RECORD EXCERPTS —
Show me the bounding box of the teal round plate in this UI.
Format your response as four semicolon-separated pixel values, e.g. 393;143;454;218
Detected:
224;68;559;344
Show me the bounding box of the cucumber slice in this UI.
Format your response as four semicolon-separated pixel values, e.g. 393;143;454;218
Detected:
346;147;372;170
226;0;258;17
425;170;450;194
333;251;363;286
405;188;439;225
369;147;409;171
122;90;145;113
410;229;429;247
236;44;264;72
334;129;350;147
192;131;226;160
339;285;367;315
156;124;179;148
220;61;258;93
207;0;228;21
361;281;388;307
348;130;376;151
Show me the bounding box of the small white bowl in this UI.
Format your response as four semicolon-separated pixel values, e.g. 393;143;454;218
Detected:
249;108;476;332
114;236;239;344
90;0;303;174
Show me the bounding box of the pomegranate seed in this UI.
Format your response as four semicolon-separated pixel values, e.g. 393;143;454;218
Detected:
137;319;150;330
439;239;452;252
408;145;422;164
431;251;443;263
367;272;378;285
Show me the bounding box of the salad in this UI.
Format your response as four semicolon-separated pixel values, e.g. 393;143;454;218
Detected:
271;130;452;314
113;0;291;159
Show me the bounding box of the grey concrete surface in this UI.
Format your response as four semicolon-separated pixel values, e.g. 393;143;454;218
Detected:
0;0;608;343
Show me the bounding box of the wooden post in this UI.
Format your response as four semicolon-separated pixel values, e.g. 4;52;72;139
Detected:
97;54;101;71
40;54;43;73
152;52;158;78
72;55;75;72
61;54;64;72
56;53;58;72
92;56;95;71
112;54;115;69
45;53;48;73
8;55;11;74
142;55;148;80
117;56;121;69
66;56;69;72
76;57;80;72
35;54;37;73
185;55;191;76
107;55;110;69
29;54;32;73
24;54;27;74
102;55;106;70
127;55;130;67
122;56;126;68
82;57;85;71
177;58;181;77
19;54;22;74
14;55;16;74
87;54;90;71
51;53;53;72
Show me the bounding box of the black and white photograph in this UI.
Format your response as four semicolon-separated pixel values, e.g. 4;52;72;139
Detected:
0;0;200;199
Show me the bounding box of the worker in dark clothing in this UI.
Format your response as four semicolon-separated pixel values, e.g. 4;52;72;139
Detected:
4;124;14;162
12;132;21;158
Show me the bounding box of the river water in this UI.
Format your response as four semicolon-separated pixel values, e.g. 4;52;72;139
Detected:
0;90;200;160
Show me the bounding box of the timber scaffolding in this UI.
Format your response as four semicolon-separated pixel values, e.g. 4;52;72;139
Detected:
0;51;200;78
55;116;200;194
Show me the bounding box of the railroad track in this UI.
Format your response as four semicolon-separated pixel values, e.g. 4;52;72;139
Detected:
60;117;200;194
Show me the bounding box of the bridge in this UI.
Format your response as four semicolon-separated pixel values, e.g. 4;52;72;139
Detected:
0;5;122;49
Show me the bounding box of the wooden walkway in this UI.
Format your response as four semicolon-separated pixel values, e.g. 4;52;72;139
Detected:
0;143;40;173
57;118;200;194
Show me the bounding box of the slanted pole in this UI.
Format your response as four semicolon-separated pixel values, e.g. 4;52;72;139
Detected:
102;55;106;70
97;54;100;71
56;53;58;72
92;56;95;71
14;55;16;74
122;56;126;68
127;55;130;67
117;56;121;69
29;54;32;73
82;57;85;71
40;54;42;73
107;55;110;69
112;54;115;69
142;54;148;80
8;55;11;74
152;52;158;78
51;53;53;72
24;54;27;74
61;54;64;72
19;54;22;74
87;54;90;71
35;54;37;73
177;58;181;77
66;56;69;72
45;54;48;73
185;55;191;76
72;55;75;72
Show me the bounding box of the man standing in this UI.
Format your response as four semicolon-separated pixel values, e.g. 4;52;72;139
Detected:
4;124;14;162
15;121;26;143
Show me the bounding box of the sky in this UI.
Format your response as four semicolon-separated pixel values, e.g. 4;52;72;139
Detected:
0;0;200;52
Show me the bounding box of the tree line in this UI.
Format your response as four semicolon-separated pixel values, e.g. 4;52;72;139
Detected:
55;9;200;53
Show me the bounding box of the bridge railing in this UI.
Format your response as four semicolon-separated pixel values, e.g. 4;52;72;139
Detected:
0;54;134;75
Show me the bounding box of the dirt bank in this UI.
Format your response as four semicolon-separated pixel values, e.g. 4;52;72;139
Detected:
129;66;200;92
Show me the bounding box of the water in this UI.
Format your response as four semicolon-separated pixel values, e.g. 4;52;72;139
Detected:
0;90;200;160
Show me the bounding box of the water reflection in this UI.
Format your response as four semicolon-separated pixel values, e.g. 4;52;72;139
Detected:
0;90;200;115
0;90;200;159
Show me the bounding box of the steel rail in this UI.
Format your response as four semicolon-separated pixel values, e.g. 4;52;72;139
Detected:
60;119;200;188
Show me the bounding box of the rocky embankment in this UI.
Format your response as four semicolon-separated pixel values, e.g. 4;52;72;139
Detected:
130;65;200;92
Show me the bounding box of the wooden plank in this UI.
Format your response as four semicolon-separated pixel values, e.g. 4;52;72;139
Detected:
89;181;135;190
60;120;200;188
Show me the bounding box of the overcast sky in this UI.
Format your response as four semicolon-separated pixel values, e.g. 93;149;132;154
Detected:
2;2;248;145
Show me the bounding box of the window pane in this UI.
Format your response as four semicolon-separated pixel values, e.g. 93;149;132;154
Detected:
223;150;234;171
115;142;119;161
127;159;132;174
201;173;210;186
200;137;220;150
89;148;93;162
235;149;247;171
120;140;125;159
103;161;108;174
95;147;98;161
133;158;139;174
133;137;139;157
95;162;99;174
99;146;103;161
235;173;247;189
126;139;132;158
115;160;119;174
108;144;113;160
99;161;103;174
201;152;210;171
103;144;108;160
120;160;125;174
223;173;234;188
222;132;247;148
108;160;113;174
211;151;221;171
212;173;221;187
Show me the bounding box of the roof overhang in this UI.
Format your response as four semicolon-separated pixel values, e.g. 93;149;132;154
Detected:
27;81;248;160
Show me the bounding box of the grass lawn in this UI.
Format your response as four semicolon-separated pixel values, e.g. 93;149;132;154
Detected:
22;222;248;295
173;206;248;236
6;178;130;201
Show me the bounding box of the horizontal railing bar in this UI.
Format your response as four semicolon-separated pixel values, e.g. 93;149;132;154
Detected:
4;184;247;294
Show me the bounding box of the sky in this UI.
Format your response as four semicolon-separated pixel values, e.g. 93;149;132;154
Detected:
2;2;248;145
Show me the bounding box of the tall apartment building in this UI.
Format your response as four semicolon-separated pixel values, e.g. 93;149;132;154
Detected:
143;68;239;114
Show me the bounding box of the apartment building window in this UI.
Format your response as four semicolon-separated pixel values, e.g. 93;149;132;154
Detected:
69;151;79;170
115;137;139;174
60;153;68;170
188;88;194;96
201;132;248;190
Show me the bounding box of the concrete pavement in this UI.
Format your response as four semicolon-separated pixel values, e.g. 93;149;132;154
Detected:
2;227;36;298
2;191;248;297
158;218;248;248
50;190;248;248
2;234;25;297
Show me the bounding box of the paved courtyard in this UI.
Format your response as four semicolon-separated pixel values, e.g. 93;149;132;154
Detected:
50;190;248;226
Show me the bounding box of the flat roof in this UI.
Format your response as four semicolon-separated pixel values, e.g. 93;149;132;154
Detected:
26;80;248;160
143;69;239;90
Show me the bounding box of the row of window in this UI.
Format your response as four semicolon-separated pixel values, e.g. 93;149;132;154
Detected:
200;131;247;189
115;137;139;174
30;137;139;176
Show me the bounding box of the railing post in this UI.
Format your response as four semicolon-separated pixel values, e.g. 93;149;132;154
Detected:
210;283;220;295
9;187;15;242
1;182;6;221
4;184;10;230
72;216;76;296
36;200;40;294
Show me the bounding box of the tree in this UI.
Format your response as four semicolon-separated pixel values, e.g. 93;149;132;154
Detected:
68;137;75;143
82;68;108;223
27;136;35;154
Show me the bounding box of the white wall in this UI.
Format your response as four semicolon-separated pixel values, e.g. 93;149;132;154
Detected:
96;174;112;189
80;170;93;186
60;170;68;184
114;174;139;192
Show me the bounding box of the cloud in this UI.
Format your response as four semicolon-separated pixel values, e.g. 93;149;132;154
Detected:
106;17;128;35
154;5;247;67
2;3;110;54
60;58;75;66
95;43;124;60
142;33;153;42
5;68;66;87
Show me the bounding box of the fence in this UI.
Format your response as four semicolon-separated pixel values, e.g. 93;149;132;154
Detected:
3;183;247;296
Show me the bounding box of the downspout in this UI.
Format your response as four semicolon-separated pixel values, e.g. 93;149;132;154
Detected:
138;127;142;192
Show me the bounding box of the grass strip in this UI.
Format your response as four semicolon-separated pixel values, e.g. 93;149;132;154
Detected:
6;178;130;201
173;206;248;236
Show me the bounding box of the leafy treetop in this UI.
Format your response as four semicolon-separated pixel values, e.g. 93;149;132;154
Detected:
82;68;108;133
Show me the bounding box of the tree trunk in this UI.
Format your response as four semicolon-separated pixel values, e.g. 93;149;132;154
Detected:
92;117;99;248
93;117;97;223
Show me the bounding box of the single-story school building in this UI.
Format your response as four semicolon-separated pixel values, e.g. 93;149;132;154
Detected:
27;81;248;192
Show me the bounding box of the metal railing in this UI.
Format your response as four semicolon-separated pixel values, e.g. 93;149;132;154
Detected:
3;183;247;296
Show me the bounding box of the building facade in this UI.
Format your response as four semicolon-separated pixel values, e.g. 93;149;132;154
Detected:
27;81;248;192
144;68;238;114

WHAT YOU SHOULD DO —
Copy the material from its first line through the line containing "224;68;559;344", swapping "round plate" for "oval platter" and leaving everything else unchanged.

SOLVED PROBLEM —
Show me the bounding box of the teal oval platter in this UI.
Format your response as four semicolon-separated pixel values, e.g. 393;143;454;218
Detected:
224;68;559;344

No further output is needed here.